* Text passage
How to efficiently recurse through PySpark DataFrame?

I have a DataFrame which looks roughly like this:

Material	Component	BatchSize	RequiredQuantity
A	A1	1300	1.0
A	A2	1300	0.056
A	A3	1300	2.78
A	B	1300	1300.5
B	B1	1000	1007
B	B2	1000	3.5
B	C	1000	9
C	C1	800	806.4

For each material, I need to loop through the components and recurse down to the lowest level components while adding a row for each one and performing a calculation to normalize the RequiredQuantity for the new rows: RequiredQuantity / BatchSize * Parent RequiredQuantity. The resulting DataFrame should look like this:

Material	Component	BatchSize	RequiredQuantity
A	A1	1300	1.0
A	A2	1300	0.056
A	A3	1300	2.78
A	B	1300	1300.5
A	B1	1300	1309.6035
A	B2	1300	4.55175
A	C	1300	11.7045
A	C1	1300	11.798136
B	B1	1000	1007
B	B2	1000	3.5
B	C	1000	9
B	C1	1000	9.072
C	C1	800	806.4

I tried writing a recursive function, which does work, but is extremely slow, taking roughly 5 minutes per material. This would be fine for a small table, but in our case we have almost 5000 different materials, each of which has roughly 10 different components, so it would take weeks to get through it all. I'm hoping there's a better way to handle this.

* Exercise instructions
• a. Translate this sentence from the PySpark recursion question into Spanish: "I tried writing a recursive function, which does work, but is extremely slow, taking roughly 5 minutes per material."
• b. In one to three sentences, explain why the PySpark recursion question treats the working recursive function as inadequate.
• c. Continue the PySpark recursion question from its last sentence.

* Dataset excerpts
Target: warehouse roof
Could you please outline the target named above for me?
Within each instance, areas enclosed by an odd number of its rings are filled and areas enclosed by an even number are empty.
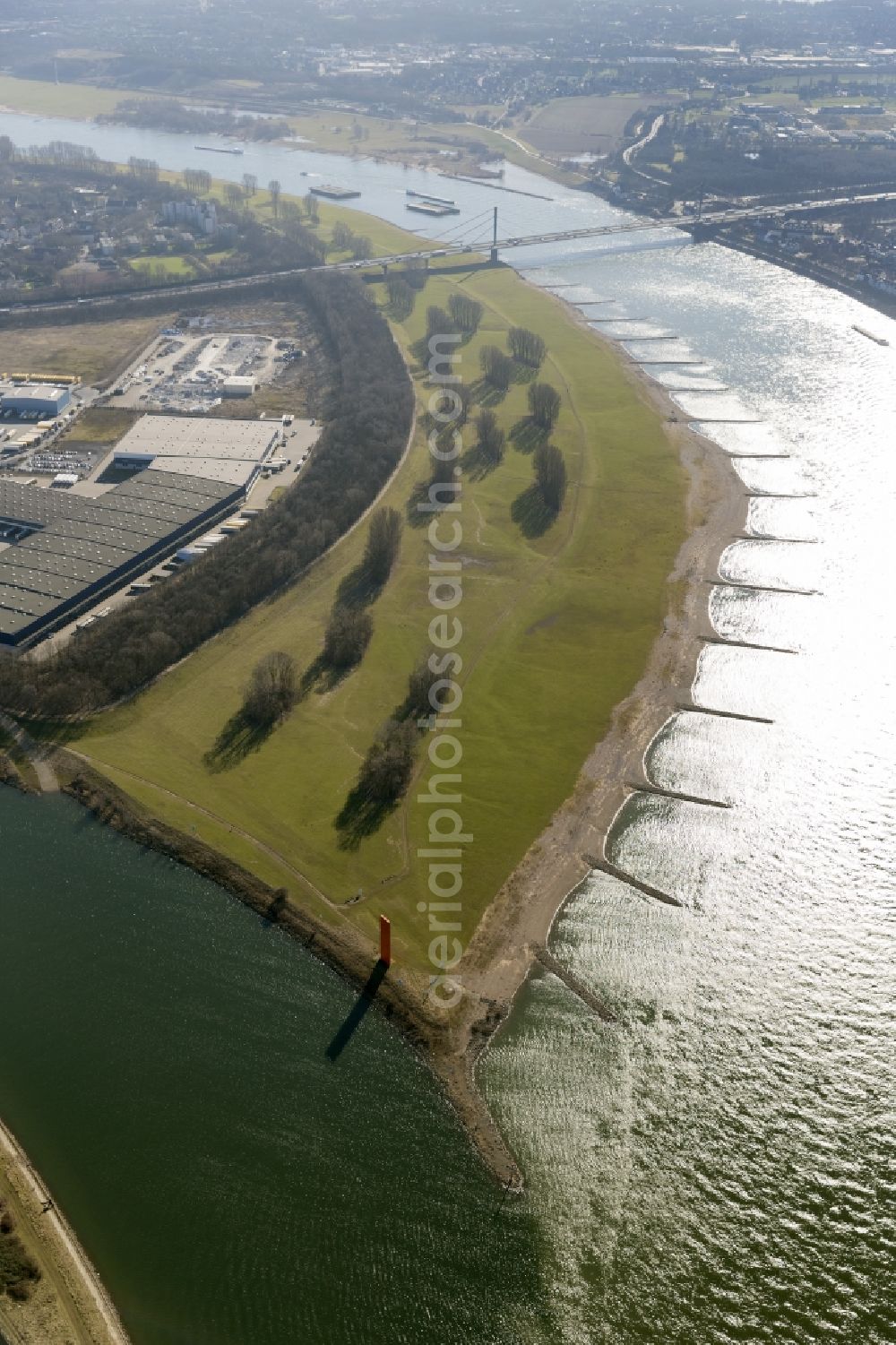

--

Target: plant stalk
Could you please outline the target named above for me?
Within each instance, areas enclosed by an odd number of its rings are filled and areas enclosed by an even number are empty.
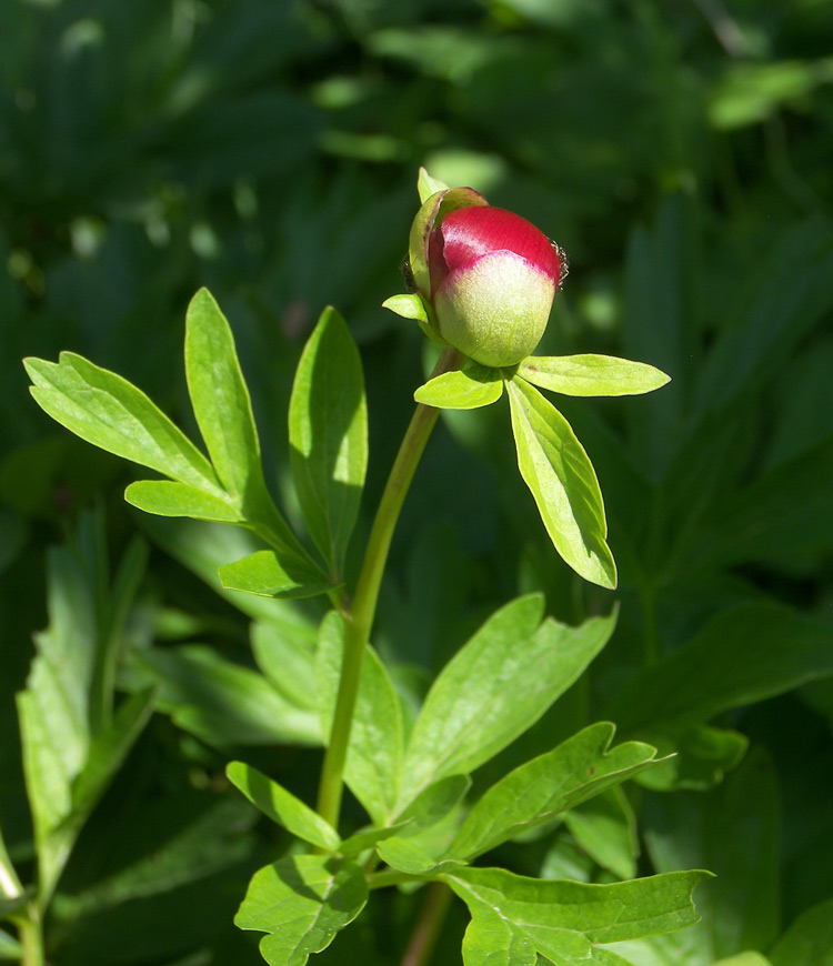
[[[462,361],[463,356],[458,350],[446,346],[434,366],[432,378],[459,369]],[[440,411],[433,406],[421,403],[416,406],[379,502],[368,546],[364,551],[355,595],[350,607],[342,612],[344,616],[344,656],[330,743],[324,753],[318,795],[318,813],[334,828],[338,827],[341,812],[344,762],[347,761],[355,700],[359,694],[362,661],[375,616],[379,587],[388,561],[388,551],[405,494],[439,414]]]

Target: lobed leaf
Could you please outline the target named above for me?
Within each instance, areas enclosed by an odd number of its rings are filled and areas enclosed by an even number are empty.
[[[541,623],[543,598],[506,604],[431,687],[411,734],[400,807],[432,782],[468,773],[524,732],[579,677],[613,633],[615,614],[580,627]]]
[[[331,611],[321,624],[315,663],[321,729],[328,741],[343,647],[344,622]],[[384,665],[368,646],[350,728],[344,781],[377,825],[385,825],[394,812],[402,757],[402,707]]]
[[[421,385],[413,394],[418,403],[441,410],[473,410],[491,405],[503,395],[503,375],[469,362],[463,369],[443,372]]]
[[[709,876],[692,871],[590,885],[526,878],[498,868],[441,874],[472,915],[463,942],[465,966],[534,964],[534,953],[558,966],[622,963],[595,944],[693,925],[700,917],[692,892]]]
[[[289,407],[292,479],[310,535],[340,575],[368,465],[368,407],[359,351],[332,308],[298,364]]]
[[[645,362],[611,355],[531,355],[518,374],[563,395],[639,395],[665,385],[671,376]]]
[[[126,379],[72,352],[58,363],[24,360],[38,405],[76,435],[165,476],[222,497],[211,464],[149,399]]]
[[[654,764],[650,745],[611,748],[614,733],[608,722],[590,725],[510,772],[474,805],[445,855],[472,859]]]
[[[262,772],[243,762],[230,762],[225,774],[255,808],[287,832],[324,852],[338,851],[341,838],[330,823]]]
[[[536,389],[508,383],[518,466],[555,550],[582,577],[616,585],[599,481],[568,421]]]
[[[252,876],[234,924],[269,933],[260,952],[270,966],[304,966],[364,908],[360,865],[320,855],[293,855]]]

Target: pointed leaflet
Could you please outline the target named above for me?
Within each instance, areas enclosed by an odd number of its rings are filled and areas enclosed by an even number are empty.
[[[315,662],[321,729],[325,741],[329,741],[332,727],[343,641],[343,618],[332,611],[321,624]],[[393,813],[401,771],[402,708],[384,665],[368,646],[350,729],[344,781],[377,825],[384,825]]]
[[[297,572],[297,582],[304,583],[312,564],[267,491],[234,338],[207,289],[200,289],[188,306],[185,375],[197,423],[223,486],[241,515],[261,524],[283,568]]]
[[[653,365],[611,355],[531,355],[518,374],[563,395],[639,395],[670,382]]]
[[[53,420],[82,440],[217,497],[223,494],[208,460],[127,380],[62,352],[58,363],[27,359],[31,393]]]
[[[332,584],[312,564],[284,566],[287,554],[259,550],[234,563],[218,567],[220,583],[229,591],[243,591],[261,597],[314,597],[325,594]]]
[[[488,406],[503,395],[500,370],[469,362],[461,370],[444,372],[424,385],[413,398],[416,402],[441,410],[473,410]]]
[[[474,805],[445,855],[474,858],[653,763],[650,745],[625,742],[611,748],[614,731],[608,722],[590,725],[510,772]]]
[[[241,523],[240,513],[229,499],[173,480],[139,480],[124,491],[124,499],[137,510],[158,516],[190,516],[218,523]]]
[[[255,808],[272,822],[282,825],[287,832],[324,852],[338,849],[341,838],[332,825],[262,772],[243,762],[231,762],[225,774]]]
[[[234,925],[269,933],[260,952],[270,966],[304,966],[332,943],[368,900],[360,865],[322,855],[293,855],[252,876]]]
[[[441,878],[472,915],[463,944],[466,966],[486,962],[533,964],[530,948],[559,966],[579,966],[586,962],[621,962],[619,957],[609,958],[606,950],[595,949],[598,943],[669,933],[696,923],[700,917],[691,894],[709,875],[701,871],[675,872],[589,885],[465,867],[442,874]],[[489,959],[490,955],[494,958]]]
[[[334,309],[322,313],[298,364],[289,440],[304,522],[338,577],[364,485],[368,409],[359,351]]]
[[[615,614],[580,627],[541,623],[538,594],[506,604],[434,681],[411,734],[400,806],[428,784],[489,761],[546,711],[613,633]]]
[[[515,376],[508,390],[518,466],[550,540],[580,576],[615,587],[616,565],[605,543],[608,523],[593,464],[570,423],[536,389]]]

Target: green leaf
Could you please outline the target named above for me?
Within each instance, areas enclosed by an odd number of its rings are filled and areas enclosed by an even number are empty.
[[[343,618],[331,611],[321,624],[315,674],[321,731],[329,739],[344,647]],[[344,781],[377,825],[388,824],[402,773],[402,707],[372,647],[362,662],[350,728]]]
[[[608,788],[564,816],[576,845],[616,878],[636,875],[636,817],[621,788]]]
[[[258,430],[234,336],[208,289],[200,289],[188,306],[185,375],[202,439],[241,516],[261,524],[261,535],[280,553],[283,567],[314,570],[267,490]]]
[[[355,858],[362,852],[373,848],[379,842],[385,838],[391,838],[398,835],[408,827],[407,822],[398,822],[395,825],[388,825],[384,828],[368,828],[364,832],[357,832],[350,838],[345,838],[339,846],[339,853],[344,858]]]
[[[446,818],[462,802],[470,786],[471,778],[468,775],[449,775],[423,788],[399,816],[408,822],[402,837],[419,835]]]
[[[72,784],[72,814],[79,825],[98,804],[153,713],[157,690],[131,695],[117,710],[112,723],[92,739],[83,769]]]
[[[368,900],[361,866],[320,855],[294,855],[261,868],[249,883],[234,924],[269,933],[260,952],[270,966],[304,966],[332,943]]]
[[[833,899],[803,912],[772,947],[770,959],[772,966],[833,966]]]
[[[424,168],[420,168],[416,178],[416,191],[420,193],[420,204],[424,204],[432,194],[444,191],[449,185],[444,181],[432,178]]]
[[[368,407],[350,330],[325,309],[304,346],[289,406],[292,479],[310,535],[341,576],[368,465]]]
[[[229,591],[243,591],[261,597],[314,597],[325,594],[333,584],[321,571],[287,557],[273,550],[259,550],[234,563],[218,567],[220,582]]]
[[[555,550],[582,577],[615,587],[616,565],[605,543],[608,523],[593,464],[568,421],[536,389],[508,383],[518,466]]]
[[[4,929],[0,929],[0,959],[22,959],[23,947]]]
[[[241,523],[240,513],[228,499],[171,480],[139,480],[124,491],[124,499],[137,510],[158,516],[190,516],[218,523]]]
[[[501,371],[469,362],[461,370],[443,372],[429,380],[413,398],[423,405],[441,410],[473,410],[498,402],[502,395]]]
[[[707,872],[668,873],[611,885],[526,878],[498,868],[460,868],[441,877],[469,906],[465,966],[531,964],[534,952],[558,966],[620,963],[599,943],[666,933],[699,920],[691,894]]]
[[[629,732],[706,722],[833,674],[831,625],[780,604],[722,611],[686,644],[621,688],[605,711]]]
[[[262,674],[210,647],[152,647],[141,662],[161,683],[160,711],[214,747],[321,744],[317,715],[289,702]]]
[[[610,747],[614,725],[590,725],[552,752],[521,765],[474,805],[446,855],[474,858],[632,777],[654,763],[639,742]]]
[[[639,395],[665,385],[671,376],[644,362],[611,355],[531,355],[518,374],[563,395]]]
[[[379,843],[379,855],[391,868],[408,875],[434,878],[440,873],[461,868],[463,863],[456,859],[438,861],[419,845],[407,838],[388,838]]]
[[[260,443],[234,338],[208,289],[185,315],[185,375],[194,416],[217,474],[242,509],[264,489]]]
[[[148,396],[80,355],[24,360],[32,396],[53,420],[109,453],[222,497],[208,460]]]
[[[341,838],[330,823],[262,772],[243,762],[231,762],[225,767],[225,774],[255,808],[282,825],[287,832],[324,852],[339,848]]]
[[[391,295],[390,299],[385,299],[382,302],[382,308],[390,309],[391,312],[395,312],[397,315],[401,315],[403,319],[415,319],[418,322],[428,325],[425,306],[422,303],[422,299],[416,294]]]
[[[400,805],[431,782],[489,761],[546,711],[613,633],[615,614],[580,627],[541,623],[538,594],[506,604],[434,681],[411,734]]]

* Results of the tasks
• a. Intenté escribir una función recursiva, que sí funciona, pero es extremadamente lenta y tarda aproximadamente 5 minutos por material.

• b. The recursive function works but takes roughly 5 minutes per material, which would be fine only for a small table. The table holds almost 5000 materials with about 10 components each, so processing all of them would take weeks.

• c.
Here's the PySpark code I wrote:

def recurse_components(df, material):
    if df.isEmpty():
        return df

    filtered_material = df.where(F.col("Material") == material)
    batch_size = filtered_material.select("BatchSize").first()["BatchSize"]

    component_list = (
        filtered_material.select("Component").rdd.flatMap(lambda x: x).collect()
    )

    for component in component_list:
        component_table = df.where(F.col("Material") == component)
        if not component_table.isEmpty():
            required_quantity = (
                filtered_material.where(F.col("Component") == component)
                .select("RequiredQuantity")
                .first()["RequiredQuantity"]
            )
            recursive_call = recurse_components(df, component).withColumns(
                {
                    "Material": F.lit(material),
                    "RequiredQuantity": F.col("RequiredQuantity")
                    * required_quantity
                    / F.col("BatchSize"),
                    "BatchSize": F.lit(batch_size),
                }
            )
            filtered_material = filtered_material.union(recursive_call)

    return filtered_material

material_list = df.select("Material").distinct().rdd.flatMap(lambda x: x).collect()

extended_df = spark.createDataFrame([], df.schema)
for material in material_list:
    extended_df = extended_df.union(recurse_components(df, material))

Any help would be greatly appreciated.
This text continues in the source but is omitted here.